Data for this task
* * * * * * * * *

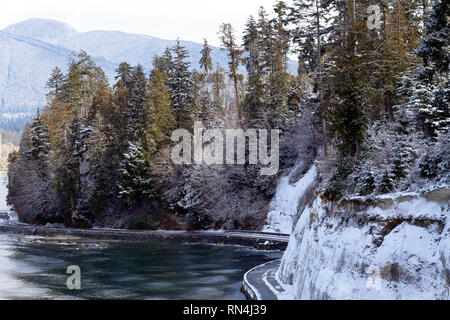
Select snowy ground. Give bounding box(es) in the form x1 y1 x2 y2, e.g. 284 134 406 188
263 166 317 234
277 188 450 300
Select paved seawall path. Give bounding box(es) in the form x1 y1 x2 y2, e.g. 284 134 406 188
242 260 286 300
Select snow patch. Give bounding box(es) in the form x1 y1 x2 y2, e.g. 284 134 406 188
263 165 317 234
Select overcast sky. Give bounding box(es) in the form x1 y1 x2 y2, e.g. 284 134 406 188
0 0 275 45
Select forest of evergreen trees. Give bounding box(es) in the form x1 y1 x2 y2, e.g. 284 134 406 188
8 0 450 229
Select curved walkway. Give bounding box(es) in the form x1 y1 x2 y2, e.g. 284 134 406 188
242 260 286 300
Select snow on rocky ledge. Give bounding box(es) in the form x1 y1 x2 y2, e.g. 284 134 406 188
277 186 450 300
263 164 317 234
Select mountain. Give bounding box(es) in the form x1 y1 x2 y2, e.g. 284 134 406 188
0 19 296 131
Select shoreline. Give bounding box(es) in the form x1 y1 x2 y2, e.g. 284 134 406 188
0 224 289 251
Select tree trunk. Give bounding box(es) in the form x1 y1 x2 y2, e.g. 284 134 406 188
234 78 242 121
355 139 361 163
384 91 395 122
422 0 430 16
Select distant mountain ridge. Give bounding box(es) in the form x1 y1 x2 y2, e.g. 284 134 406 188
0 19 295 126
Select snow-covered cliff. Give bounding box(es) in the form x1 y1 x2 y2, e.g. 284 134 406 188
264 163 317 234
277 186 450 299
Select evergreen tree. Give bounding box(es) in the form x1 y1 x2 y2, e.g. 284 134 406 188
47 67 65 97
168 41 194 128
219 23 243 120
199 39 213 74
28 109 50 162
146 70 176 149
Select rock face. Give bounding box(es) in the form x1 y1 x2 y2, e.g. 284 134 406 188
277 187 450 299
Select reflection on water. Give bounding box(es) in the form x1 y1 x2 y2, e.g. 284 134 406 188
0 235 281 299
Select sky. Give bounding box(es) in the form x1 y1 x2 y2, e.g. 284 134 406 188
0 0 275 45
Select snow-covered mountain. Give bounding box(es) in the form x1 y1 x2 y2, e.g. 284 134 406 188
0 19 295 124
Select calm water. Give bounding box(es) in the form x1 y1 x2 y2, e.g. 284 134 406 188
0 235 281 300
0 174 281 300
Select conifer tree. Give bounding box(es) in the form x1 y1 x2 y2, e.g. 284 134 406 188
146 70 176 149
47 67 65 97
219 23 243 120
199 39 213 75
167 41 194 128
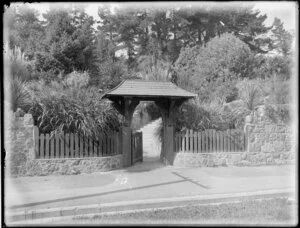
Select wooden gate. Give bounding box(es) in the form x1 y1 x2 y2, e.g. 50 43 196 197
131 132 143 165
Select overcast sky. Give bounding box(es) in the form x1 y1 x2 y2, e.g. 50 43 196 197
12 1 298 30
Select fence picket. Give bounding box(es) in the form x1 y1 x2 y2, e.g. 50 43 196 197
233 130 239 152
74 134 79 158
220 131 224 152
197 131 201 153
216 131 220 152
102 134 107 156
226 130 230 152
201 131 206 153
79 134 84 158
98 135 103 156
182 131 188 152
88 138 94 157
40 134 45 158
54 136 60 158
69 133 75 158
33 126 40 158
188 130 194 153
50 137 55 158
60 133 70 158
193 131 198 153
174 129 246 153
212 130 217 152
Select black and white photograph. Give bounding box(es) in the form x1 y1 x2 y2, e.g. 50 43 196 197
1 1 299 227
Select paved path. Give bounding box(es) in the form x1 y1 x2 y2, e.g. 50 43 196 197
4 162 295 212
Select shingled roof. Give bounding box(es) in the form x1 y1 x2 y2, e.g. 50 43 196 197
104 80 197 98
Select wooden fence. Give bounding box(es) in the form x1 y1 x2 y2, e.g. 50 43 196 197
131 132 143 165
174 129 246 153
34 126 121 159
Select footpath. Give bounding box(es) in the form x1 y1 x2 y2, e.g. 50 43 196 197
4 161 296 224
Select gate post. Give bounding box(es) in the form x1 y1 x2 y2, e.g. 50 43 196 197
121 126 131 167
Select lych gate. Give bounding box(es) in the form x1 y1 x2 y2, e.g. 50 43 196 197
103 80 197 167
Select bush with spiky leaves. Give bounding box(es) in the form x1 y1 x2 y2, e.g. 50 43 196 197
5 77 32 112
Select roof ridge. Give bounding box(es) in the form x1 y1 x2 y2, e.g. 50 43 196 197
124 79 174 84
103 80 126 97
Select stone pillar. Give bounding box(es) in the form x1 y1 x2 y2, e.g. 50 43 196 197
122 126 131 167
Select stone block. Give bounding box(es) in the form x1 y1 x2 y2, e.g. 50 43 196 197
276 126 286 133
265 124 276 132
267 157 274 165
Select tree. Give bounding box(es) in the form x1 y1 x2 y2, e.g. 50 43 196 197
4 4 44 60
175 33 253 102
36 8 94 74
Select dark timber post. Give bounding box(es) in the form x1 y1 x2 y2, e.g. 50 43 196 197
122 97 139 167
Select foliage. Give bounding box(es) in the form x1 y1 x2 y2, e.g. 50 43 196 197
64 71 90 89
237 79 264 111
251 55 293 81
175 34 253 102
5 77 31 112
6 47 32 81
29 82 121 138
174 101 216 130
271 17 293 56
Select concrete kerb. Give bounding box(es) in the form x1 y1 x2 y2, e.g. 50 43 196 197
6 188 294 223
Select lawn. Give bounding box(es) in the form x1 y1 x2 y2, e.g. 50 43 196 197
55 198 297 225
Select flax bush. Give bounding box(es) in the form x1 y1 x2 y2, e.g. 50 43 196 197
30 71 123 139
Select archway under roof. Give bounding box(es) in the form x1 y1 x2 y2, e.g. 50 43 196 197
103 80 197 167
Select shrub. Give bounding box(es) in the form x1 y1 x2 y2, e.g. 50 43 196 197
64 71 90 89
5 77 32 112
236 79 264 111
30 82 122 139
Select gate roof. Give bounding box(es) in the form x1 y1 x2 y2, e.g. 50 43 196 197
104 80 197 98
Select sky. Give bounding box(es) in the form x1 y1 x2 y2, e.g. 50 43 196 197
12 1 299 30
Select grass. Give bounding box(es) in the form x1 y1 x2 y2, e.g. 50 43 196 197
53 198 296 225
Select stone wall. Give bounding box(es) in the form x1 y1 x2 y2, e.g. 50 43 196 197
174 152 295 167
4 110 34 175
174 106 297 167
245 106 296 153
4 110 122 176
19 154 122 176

* * * * * * * * *

Request
Please recast all the lines above as a numbered list, leaving out blank lines and the pictures.

Reply to the task
1. Select snowy ground. Give bounding box(es) in the form x1 y1 x2 y2, e.g. 284 134 406 188
2. 263 166 317 234
3. 277 188 450 300
4. Select paved seawall path. Give bounding box(es) in the form x1 y1 x2 y2, e.g. 284 134 406 188
5. 242 260 286 300
6. Select snow patch. Give bounding box(es) in the form x1 y1 x2 y2, e.g. 284 134 406 188
7. 263 165 317 234
8. Select overcast sky. Give bounding box(es) in the form x1 y1 x2 y2, e.g. 284 134 406 188
9. 0 0 275 45
10. Select forest of evergreen trees. Give bounding box(es) in the form x1 y1 x2 y2, e.g. 284 134 406 188
11. 8 0 450 229
12. Select curved walkway. Give bounding box(es) in the form x1 y1 x2 y2, e.g. 284 134 406 188
13. 242 260 286 300
14. Select snow on rocky ledge. Give bounding box(es) in the form x1 y1 x2 y2, e.g. 284 134 406 188
15. 277 186 450 300
16. 263 164 317 234
17. Select mountain. Give bounding box(es) in the form x1 y1 x2 y2, e.g. 284 134 406 188
18. 0 19 296 131
19. Select shoreline. Give bounding box(es) in the form x1 y1 x2 y2, e.g. 284 134 406 188
20. 0 224 289 251
21. Select tree trunk. Give bounding box(es) in the form x1 y1 x2 y2, e.g. 284 134 406 188
22. 234 78 242 121
23. 355 139 361 163
24. 384 91 395 122
25. 422 0 430 16
26. Select distant mountain ridge. Give bounding box(es) in the form x1 y1 x2 y2, e.g. 284 134 406 188
27. 0 19 295 126
28. Select snow-covered cliff. Give bounding box(es) in the form x1 y1 x2 y2, e.g. 284 134 406 188
29. 264 163 317 234
30. 277 186 450 299
31. Select evergreen tree. Give bounding box(es) in the form x1 y1 x2 y2, e.g. 284 134 406 188
32. 47 67 65 97
33. 168 41 194 128
34. 219 23 243 120
35. 199 39 213 74
36. 28 109 50 162
37. 146 70 176 149
38. Select rock face. Give bounding box(es) in the form x1 y1 x2 y2, e.g. 284 134 406 188
39. 277 187 450 299
40. Select reflection on water. Give bounding box(es) in the form x1 y1 x2 y2, e.g. 284 134 406 188
41. 0 235 281 299
42. Select sky. Give bounding box(es) in the form x1 y1 x2 y2, e.g. 284 134 406 188
43. 0 0 275 45
44. Select snow-covered mountain. Give bounding box(es) in the form x1 y1 x2 y2, e.g. 284 134 406 188
45. 0 19 295 124
46. Select calm water. Give bounding box(es) in the form x1 y1 x2 y2, e.g. 284 134 406 188
47. 0 235 281 300
48. 0 174 281 300
49. Select conifer tree. Give bounding box(es) in the form x1 y1 x2 y2, e.g. 284 134 406 188
50. 146 70 176 149
51. 47 67 65 97
52. 219 23 243 120
53. 199 39 213 75
54. 167 41 194 128
55. Select wooden gate. Give bounding box(es) in the form x1 y1 x2 y2, e.g. 50 43 196 197
56. 131 132 143 165
57. Select overcast sky. Give bounding box(es) in the form x1 y1 x2 y2, e.g. 50 43 196 197
58. 12 1 298 30
59. Select fence picket. Give bounding box(es) in the form x1 y1 x2 y2, e.g. 50 43 196 197
60. 233 130 239 152
61. 74 134 79 158
62. 220 131 224 152
63. 197 131 201 153
64. 216 131 220 152
65. 102 134 107 156
66. 226 130 230 152
67. 201 131 206 153
68. 79 134 84 158
69. 98 135 103 156
70. 182 131 188 152
71. 88 138 94 157
72. 40 134 45 158
73. 54 136 60 158
74. 69 133 75 158
75. 33 126 40 158
76. 188 130 194 153
77. 50 137 55 158
78. 60 133 70 158
79. 193 131 198 153
80. 174 129 246 153
81. 212 130 217 152
82. Select black and white photograph. Give bounding box(es) in the form x1 y1 x2 y2, e.g. 50 43 196 197
83. 1 1 299 227
84. Select paved path. Give bounding box(es) in the form x1 y1 x2 y2, e.g. 50 43 196 197
85. 4 162 295 212
86. Select shingled roof. Give bounding box(es) in the form x1 y1 x2 y2, e.g. 50 43 196 197
87. 104 80 197 98
88. Select wooden fence. Give bounding box(es) in the form x1 y1 x2 y2, e.g. 50 43 196 197
89. 131 132 143 165
90. 174 129 246 153
91. 34 126 121 159
92. Select footpath. Give bounding box(es) in the form x1 y1 x2 y2, e.g. 50 43 196 197
93. 4 161 296 224
94. Select gate post. Give bounding box(es) in the form x1 y1 x2 y2, e.g. 50 43 196 197
95. 121 126 131 167
96. Select lych gate. Give bounding box(es) in the form x1 y1 x2 y2, e.g. 50 43 196 197
97. 103 80 197 167
98. Select bush with spiky leaves. Give bounding box(es) in the form x1 y1 x2 y2, e.g. 50 43 196 197
99. 5 77 32 112
100. Select roof ridge. Give bounding box(es) in the form x1 y1 x2 y2, e.g. 50 43 196 197
101. 124 79 174 84
102. 103 80 126 97
103. Select stone pillar. Give bounding box(es) in the form x1 y1 x2 y2, e.g. 50 43 196 197
104. 122 126 131 167
105. Select stone block. Give bounding box(es) in the form x1 y1 x2 y2, e.g. 50 43 196 197
106. 276 126 286 133
107. 265 124 276 132
108. 267 157 274 165
109. Select tree. Give bounding box(es) in the form x1 y1 x2 y2, e.g. 50 43 196 197
110. 4 4 44 60
111. 175 33 253 102
112. 36 8 94 74
113. Select dark timber post. Give bounding box(es) in the form x1 y1 x2 y2, e.g. 50 43 196 197
114. 122 97 139 167
115. Select foliage. Give bounding box(es) in the form x1 y1 x2 y2, e.g. 50 43 196 197
116. 64 71 90 89
117. 237 79 264 111
118. 251 55 293 81
119. 175 34 253 102
120. 5 77 31 112
121. 6 47 32 81
122. 29 82 121 138
123. 174 101 216 130
124. 271 17 293 56
125. Select concrete kerb. Give bounding box(es) in the form x1 y1 x2 y2, e.g. 50 43 196 197
126. 6 188 294 223
127. Select lawn. Give bounding box(es) in the form x1 y1 x2 y2, e.g. 50 43 196 197
128. 55 198 297 225
129. Select flax bush. Give bounding box(es) in the form x1 y1 x2 y2, e.g. 50 43 196 197
130. 30 71 123 139
131. Select archway under roof. Give bounding box(es) in the form x1 y1 x2 y2, e.g. 50 43 196 197
132. 103 80 197 167
133. Select shrub. Give bounding box(es) in the form x1 y1 x2 y2, e.g. 50 43 196 197
134. 64 71 90 89
135. 5 77 32 112
136. 236 79 264 111
137. 30 82 122 139
138. Select gate roof. Give bounding box(es) in the form x1 y1 x2 y2, e.g. 50 43 196 197
139. 104 80 197 98
140. Select sky. Give bounding box(es) in the form x1 y1 x2 y2, e.g. 50 43 196 197
141. 12 1 299 30
142. Select grass. Give bounding box(es) in the form x1 y1 x2 y2, e.g. 50 43 196 197
143. 53 198 296 225
144. Select stone wall. Give bounding box(es) in the form x1 y1 x2 y2, e.g. 50 43 196 197
145. 174 152 295 167
146. 4 110 34 175
147. 174 106 297 167
148. 245 106 296 153
149. 4 110 122 176
150. 19 154 122 176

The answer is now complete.